** start Recorded data **

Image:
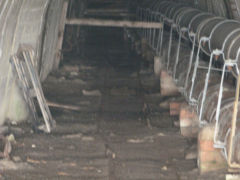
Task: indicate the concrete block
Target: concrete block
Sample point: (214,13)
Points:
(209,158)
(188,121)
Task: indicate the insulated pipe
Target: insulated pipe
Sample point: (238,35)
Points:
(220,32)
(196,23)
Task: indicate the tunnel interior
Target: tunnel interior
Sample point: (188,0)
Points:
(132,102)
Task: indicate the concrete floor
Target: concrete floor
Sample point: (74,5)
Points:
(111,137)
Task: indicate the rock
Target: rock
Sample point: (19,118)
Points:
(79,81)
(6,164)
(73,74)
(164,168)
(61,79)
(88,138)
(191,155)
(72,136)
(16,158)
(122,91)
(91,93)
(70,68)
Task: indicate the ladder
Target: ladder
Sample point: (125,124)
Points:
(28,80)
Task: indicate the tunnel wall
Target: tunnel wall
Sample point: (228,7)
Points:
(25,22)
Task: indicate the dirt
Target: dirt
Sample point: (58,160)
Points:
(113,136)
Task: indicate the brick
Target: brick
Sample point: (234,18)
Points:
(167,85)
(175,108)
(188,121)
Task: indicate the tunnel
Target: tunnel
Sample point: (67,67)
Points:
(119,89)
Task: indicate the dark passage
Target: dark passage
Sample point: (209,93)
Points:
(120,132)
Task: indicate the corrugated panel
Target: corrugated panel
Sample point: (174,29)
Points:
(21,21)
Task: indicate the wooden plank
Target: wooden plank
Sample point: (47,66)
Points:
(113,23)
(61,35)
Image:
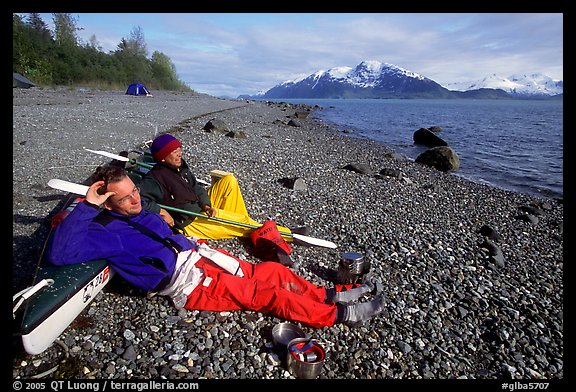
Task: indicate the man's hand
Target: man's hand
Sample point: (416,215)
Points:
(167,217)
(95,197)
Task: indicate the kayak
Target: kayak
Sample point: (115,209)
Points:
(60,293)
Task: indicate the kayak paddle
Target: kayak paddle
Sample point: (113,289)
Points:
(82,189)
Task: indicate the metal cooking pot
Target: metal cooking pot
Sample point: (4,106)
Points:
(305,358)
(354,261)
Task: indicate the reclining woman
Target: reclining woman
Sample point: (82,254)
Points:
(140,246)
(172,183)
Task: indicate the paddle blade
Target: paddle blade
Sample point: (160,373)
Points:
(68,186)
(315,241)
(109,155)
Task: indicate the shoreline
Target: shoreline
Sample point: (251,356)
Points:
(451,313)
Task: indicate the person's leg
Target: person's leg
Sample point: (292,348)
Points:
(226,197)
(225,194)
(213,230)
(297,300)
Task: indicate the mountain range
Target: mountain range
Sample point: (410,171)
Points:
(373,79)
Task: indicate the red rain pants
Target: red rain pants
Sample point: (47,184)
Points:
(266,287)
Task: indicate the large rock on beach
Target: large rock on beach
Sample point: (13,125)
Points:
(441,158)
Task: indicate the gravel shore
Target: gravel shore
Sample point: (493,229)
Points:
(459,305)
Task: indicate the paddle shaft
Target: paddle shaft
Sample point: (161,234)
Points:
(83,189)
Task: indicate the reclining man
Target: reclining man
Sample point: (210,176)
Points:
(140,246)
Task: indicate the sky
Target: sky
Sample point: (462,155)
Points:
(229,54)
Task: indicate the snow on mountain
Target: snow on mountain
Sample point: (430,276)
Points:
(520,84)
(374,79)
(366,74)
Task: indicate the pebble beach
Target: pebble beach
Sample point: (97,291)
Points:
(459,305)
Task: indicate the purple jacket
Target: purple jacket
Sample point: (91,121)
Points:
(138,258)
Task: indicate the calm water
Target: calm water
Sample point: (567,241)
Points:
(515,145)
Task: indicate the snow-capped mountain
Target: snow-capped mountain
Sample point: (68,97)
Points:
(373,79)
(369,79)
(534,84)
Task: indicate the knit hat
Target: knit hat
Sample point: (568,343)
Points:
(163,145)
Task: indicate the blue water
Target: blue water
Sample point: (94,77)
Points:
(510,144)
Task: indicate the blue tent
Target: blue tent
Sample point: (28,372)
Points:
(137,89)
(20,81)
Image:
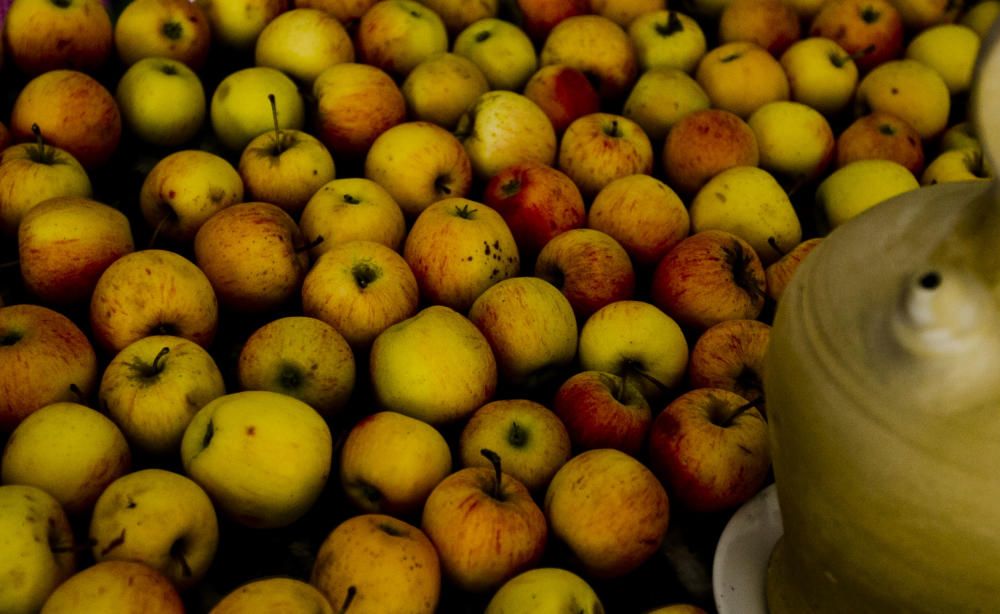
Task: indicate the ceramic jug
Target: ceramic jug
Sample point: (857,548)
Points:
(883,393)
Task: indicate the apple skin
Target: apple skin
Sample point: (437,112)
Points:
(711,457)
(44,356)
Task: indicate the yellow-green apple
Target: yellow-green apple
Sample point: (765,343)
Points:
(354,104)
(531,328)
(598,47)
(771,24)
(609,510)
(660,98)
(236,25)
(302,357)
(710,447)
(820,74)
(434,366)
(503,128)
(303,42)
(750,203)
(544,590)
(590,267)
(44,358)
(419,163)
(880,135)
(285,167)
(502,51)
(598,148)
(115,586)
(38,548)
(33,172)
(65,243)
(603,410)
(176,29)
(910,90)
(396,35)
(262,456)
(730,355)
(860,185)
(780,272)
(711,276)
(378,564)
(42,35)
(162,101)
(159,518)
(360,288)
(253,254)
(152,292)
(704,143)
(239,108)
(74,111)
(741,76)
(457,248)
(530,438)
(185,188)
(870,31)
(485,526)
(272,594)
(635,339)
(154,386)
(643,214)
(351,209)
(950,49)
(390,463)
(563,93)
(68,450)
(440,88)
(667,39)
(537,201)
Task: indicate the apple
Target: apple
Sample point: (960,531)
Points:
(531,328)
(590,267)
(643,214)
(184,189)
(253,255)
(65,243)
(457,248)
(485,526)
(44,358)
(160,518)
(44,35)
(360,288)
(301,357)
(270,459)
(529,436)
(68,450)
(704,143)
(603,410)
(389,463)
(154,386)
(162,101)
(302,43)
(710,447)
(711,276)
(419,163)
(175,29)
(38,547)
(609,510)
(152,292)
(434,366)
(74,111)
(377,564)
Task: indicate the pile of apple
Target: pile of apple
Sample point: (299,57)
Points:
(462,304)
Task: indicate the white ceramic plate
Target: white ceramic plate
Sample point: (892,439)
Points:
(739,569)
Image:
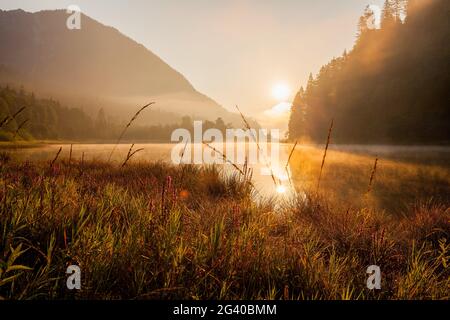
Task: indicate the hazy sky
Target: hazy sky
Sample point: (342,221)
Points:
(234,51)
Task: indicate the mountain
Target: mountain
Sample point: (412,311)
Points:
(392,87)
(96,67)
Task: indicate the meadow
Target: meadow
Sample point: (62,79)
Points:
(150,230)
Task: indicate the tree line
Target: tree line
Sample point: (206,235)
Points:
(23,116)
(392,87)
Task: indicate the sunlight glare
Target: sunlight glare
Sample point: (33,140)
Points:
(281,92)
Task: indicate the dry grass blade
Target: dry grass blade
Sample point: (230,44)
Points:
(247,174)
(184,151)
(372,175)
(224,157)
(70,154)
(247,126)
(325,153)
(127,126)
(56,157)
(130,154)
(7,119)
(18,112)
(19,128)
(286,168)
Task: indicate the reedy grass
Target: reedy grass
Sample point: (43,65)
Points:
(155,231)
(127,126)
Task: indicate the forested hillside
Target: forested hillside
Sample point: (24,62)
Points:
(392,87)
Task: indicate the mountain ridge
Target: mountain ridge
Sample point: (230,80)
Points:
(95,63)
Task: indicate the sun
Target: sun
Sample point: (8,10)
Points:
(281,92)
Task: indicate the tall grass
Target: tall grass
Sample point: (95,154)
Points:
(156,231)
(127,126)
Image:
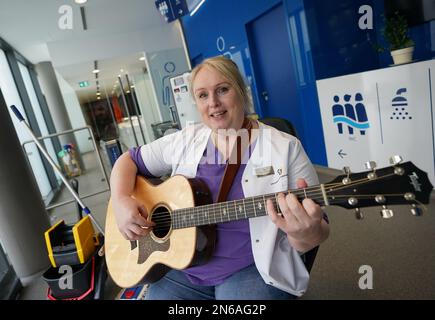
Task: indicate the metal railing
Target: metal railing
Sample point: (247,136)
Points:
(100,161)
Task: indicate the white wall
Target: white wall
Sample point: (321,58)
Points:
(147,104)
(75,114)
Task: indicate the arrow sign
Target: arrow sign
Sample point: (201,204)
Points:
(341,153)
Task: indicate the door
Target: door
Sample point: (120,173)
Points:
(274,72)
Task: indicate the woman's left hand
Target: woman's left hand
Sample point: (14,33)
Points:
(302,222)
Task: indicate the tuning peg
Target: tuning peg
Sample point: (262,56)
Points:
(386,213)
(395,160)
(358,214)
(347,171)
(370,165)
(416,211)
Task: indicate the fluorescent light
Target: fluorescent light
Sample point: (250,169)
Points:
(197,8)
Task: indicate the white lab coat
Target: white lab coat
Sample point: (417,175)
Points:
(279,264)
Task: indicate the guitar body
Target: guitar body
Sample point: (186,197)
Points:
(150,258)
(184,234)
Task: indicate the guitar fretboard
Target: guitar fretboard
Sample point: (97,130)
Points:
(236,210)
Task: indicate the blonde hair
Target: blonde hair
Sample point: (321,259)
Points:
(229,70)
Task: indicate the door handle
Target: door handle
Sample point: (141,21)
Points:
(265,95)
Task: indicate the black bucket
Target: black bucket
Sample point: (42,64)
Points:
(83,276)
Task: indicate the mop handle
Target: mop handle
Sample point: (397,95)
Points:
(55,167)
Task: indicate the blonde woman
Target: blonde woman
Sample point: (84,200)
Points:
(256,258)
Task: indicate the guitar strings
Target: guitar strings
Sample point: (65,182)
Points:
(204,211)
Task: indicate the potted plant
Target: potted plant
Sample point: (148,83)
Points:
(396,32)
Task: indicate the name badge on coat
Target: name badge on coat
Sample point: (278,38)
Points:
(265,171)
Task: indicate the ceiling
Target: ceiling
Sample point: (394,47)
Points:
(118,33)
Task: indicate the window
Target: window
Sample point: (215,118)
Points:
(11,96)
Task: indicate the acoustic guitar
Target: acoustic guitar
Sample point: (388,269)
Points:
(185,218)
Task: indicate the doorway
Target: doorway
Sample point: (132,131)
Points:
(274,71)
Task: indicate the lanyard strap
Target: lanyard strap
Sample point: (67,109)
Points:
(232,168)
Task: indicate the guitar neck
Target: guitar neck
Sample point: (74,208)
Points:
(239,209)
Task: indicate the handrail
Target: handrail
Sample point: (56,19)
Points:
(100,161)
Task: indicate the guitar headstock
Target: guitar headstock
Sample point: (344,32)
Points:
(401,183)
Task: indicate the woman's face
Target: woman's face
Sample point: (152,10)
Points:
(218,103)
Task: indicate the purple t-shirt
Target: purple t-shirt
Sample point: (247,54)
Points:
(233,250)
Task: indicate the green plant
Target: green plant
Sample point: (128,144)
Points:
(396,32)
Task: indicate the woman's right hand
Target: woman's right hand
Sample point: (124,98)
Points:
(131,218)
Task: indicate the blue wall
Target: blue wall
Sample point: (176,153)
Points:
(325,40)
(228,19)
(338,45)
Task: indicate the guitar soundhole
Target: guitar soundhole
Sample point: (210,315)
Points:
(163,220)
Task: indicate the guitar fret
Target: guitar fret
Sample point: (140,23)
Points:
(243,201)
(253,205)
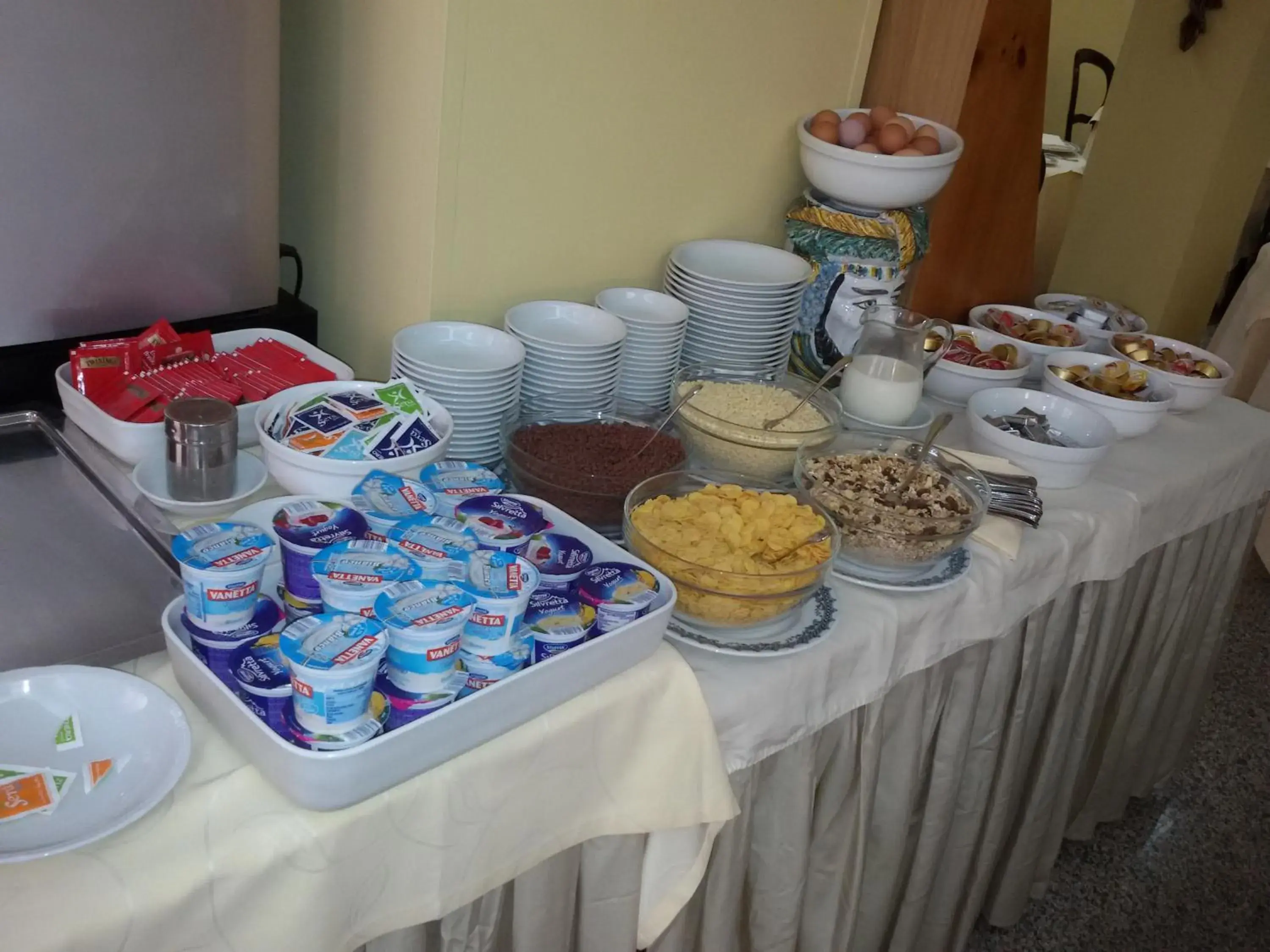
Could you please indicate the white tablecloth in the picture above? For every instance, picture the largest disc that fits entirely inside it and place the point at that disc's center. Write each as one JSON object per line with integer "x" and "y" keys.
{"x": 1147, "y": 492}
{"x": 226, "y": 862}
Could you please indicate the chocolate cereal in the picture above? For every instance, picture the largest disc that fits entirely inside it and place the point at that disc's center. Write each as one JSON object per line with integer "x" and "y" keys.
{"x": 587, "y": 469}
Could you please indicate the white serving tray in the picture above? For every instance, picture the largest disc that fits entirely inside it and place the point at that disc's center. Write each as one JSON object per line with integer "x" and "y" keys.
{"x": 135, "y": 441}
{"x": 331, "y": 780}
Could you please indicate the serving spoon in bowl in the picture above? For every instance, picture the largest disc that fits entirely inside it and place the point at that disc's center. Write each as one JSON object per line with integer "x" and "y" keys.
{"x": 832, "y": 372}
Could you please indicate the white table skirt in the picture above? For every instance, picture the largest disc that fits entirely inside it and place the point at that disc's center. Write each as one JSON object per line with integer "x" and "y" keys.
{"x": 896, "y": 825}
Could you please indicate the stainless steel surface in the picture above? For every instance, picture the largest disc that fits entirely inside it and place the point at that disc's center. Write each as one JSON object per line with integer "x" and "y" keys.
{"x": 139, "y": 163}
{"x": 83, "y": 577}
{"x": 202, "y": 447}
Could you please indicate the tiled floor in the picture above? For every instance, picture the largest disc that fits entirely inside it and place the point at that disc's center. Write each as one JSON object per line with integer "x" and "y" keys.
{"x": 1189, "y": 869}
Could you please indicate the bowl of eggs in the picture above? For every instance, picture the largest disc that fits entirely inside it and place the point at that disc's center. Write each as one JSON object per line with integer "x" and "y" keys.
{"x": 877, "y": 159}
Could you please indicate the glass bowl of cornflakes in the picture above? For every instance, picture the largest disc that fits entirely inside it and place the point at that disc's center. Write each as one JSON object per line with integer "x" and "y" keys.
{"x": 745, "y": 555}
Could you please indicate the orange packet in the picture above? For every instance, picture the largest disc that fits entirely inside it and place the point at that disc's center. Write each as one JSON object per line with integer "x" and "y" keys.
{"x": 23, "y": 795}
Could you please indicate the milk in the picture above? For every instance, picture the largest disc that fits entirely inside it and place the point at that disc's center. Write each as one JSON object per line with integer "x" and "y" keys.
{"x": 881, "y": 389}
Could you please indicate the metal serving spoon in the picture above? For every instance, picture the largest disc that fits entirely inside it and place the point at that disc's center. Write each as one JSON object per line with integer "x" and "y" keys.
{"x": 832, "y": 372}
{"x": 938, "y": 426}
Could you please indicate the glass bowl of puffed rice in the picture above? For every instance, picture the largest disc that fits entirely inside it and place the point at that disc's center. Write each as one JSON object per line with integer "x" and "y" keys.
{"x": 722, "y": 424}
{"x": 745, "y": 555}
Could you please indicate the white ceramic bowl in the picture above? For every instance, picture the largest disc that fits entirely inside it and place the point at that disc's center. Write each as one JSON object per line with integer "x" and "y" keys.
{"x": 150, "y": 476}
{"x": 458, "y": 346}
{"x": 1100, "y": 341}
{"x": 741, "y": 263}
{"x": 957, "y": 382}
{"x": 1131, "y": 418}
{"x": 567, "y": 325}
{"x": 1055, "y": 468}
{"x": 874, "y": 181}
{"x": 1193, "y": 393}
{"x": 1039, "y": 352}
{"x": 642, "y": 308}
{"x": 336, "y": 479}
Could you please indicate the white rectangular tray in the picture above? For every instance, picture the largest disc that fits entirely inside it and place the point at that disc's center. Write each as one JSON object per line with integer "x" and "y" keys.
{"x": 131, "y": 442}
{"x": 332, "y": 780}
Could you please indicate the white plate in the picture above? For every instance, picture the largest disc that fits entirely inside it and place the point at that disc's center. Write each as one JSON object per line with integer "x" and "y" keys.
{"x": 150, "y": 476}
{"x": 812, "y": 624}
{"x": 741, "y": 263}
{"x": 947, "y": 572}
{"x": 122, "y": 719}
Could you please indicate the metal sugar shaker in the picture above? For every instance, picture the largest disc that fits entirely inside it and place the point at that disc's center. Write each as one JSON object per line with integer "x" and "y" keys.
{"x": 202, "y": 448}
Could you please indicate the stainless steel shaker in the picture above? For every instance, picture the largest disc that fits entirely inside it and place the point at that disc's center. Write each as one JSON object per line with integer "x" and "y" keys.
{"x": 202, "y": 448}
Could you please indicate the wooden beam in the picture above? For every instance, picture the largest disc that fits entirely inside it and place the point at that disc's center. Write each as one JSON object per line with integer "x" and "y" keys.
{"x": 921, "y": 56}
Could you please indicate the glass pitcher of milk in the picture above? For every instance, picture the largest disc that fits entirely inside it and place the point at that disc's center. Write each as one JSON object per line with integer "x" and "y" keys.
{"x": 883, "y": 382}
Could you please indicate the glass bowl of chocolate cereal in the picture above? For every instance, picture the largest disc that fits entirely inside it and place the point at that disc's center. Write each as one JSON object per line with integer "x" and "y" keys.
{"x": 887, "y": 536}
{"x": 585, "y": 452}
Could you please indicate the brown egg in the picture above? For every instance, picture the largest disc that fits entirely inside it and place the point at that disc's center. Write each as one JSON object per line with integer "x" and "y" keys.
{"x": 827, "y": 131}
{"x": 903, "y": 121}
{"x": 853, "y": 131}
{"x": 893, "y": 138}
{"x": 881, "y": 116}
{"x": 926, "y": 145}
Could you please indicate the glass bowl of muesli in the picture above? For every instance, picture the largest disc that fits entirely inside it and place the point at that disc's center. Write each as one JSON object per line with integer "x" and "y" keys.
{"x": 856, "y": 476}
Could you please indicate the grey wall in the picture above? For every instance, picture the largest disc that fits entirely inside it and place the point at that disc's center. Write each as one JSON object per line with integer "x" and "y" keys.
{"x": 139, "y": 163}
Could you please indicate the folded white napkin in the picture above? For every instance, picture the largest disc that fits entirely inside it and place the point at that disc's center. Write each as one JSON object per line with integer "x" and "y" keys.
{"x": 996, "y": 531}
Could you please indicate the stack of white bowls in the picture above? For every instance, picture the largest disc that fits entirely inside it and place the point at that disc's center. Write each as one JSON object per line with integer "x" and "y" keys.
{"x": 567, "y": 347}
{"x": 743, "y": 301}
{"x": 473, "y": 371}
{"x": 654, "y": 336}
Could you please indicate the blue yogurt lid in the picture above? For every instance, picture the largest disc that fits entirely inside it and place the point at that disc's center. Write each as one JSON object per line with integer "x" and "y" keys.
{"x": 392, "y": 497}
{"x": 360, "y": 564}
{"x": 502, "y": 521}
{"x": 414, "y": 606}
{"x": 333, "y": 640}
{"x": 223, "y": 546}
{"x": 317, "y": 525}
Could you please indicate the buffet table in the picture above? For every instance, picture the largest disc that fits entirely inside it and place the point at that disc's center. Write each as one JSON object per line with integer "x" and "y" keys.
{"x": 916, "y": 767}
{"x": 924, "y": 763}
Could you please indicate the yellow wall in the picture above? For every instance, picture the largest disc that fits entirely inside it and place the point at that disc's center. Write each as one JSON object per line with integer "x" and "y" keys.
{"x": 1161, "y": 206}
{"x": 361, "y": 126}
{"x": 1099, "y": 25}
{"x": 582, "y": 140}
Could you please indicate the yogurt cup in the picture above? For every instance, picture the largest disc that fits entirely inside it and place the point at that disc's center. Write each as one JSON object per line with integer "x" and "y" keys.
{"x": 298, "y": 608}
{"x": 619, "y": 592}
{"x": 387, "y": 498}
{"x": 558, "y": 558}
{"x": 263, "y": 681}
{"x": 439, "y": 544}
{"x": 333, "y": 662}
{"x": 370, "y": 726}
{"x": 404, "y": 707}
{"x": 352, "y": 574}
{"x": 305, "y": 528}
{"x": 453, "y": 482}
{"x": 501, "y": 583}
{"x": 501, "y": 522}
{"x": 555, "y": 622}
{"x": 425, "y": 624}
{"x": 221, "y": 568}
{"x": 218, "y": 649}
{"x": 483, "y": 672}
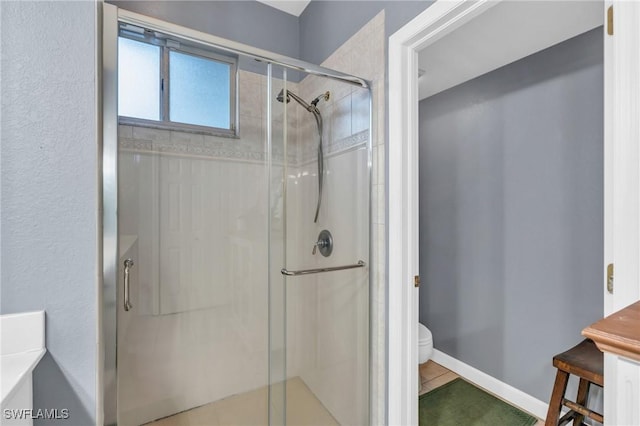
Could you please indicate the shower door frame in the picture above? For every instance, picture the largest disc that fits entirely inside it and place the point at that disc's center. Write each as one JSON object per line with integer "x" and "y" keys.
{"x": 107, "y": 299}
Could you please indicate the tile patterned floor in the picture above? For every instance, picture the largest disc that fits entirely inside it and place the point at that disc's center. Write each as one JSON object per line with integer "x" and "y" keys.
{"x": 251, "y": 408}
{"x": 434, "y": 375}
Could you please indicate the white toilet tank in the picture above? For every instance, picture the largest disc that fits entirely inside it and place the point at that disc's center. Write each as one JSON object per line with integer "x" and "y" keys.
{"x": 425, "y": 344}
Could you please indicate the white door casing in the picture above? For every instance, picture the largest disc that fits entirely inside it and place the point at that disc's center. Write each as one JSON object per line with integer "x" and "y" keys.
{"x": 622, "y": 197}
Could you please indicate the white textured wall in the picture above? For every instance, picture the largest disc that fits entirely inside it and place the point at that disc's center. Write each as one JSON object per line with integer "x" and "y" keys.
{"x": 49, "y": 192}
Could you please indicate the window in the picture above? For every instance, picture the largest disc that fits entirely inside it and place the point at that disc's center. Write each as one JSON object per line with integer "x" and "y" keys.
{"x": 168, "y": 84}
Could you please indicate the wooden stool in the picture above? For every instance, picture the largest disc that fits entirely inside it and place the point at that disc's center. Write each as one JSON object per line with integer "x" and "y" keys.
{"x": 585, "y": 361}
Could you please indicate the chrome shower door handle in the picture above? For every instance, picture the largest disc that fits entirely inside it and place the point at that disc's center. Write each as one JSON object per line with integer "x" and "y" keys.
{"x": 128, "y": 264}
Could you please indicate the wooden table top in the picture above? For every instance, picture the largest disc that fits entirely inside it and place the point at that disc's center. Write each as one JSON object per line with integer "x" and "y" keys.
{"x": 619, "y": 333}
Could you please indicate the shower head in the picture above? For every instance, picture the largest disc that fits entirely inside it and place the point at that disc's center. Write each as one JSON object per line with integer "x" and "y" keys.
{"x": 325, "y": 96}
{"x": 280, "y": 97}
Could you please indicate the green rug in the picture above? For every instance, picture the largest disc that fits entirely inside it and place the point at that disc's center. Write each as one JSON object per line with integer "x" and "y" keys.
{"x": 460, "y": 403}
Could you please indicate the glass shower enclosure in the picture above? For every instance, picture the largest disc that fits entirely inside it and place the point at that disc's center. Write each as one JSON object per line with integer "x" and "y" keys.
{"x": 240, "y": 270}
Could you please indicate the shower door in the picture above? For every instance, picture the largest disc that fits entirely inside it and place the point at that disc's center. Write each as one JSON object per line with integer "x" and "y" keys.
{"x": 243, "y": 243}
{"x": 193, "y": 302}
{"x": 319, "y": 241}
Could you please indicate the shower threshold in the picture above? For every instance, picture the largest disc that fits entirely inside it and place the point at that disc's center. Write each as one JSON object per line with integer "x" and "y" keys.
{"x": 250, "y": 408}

** end Recorded data **

▸ Requirement:
Please reproduce the lines above verbatim, beginning at the line that contains "Could you please indicate the shower threshold" and stopping after the final line, including both ends.

▸ Correct response:
Could you please indicate the shower threshold in the picture above? For every instance, picture the largest disc that fits entirely inside it and place the point at that disc's center. Write each as one JSON object per line with integer "x" and "y" keys.
{"x": 250, "y": 408}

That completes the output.